AUFGABEN ::
1. Schreib alle Sätze aus dem zweiten Absatz des Texts über Marc Marquez einzeln ab, jeden in eine eigene Zeile.
2. Warum lässt Marc Marquez laut dem Text über ihn ein Rennwochenende aus?

TEXTAUSZUG ::
Dass ein Fahrer ein Rennwochenende aufgrund einer Gehirnerschütterung auslässt, stellt in der MotoGP und ihren Nachwuchsklasse eine absolute Rarität dar. Marc Marquez hat sich zusammen mit seinem Team zu diesem Schritt entschlossen. Hat sich der einst furchtlose Krieger damit zum Weichei verwandelt?

Ganz im Gegenteil! Marquez' Entscheidung ist die einzig richtige. Eine, die so in jedem vergleichbaren Fall von Fahrer oder Team getroffen werden müsste. Passiert das aus welchen Gründen auch immer nicht, wäre es Aufgabe der Rennärzte, dem betroffenen Athleten die Startfreigabe zu verweigern. Doch das passiert in der Motorrad-Weltmeisterschaft praktisch nie.

EINGABEDATEN ::
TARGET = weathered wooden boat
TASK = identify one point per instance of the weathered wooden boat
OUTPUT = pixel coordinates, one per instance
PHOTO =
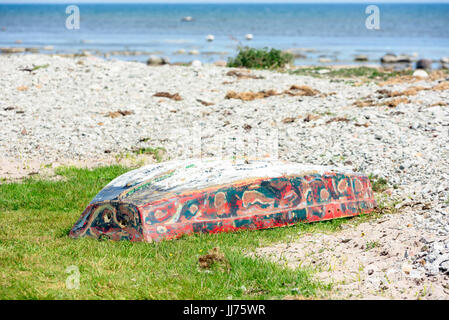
(171, 199)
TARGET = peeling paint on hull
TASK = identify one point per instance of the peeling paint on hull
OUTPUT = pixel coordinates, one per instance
(166, 201)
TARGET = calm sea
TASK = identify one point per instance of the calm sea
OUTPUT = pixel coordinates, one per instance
(336, 31)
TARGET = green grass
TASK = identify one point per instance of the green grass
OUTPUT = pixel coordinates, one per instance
(363, 72)
(265, 58)
(35, 251)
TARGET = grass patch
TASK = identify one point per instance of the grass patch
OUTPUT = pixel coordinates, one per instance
(265, 58)
(362, 72)
(35, 252)
(157, 152)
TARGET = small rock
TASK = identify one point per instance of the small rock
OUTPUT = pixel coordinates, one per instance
(420, 73)
(32, 50)
(389, 58)
(196, 63)
(424, 64)
(404, 58)
(220, 63)
(324, 60)
(12, 50)
(361, 57)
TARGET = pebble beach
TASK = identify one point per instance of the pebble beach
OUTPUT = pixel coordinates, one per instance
(88, 111)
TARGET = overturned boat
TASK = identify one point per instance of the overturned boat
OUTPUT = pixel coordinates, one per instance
(171, 199)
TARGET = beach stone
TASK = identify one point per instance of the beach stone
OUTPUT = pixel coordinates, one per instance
(32, 50)
(196, 63)
(424, 64)
(156, 61)
(180, 51)
(361, 57)
(420, 73)
(389, 58)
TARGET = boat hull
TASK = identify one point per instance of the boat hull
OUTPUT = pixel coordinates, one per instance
(145, 209)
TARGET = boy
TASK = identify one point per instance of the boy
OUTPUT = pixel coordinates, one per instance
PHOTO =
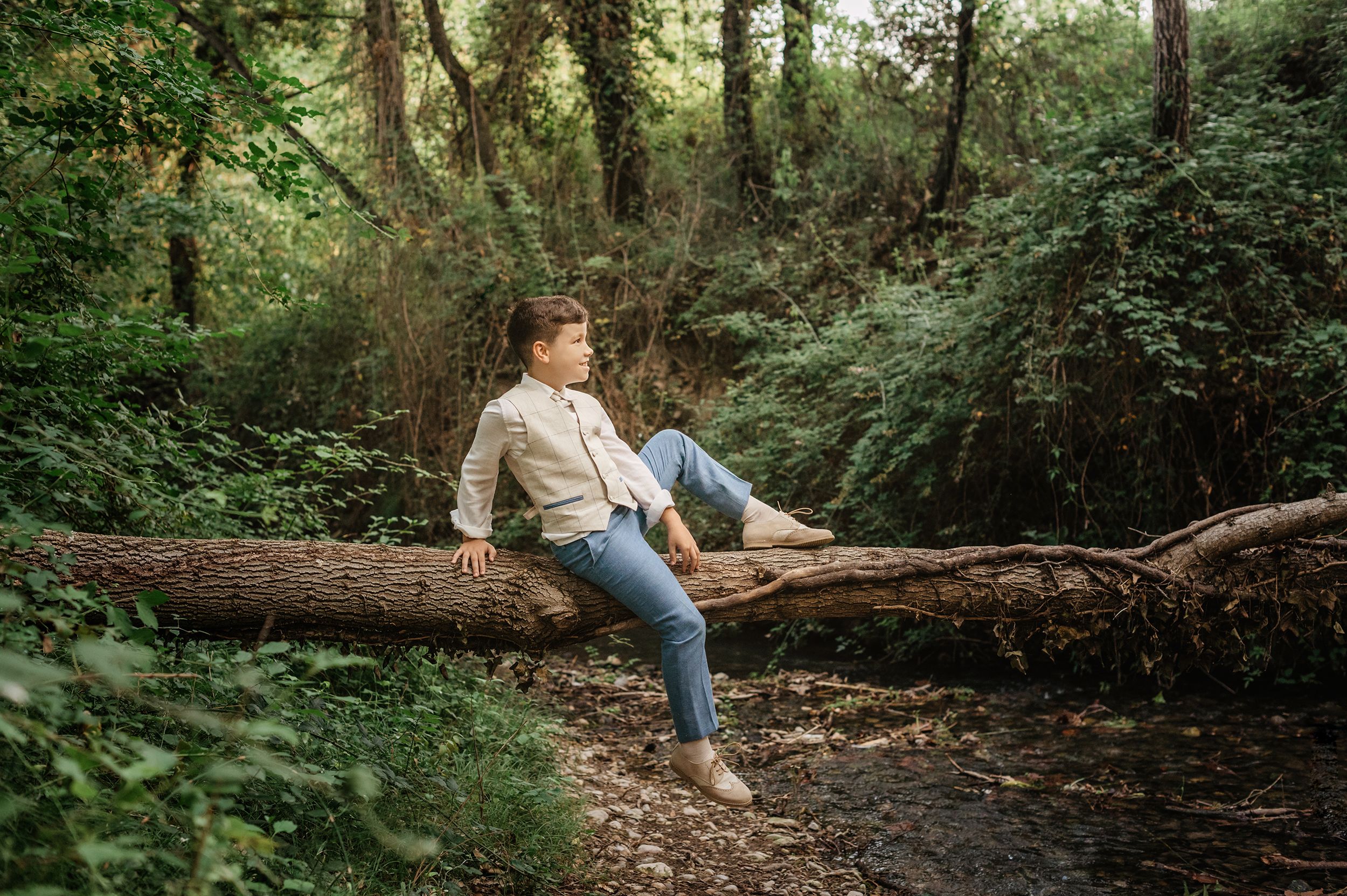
(597, 499)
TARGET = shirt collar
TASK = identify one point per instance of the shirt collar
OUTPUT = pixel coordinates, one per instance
(565, 394)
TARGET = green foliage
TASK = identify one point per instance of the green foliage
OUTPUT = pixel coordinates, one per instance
(139, 762)
(1138, 338)
(79, 92)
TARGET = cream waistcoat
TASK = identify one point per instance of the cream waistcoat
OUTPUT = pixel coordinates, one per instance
(564, 468)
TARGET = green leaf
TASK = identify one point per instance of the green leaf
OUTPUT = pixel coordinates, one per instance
(146, 601)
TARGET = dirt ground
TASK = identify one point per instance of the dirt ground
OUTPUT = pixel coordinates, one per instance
(1033, 789)
(654, 836)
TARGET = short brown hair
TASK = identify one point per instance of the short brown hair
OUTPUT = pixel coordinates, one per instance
(539, 319)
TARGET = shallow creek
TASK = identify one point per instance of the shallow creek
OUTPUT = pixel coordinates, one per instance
(1063, 789)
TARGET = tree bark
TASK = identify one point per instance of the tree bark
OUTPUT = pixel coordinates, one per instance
(947, 165)
(602, 36)
(182, 244)
(1197, 596)
(1170, 98)
(402, 168)
(484, 144)
(736, 55)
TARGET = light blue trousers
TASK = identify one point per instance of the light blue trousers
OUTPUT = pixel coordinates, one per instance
(620, 562)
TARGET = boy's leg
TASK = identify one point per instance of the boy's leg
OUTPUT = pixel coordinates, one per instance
(621, 564)
(674, 457)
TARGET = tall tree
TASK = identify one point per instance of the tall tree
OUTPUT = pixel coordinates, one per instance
(1170, 91)
(740, 135)
(184, 256)
(484, 144)
(402, 169)
(604, 37)
(798, 68)
(947, 166)
(357, 200)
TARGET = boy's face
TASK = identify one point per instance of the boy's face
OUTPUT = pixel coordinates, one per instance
(566, 360)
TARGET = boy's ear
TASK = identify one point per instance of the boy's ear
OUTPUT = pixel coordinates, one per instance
(542, 352)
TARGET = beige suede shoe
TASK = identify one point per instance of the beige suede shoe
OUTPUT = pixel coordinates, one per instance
(783, 530)
(716, 782)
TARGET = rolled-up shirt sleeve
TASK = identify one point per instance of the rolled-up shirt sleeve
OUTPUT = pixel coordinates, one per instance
(640, 482)
(477, 477)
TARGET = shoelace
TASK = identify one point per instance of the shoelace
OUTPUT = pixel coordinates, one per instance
(807, 511)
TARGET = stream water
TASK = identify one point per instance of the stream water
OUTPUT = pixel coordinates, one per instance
(1101, 803)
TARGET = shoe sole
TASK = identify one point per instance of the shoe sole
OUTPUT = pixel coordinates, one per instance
(818, 542)
(685, 778)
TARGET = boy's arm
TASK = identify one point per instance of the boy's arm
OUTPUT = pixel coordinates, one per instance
(640, 482)
(477, 490)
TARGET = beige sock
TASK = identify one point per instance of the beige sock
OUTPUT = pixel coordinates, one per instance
(698, 751)
(756, 511)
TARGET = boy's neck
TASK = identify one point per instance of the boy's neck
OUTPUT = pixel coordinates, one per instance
(542, 378)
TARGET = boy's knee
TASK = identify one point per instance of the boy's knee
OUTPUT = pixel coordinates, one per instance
(688, 626)
(667, 437)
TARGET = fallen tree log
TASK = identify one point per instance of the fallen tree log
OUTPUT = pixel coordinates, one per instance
(1209, 593)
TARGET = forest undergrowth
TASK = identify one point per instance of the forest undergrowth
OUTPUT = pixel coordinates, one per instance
(255, 275)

LÖSUNGEN ::
1.
Ganz im Gegenteil!
Marquez' Entscheidung ist die einzig richtige.
Eine, die so in jedem vergleichbaren Fall von Fahrer oder Team getroffen werden müsste.
Passiert das aus welchen Gründen auch immer nicht, wäre es Aufgabe der Rennärzte, dem betroffenen Athleten die Startfreigabe zu verweigern.
Doch das passiert in der Motorrad-Weltmeisterschaft praktisch nie.

2. Wegen einer Gehirnerschütterung.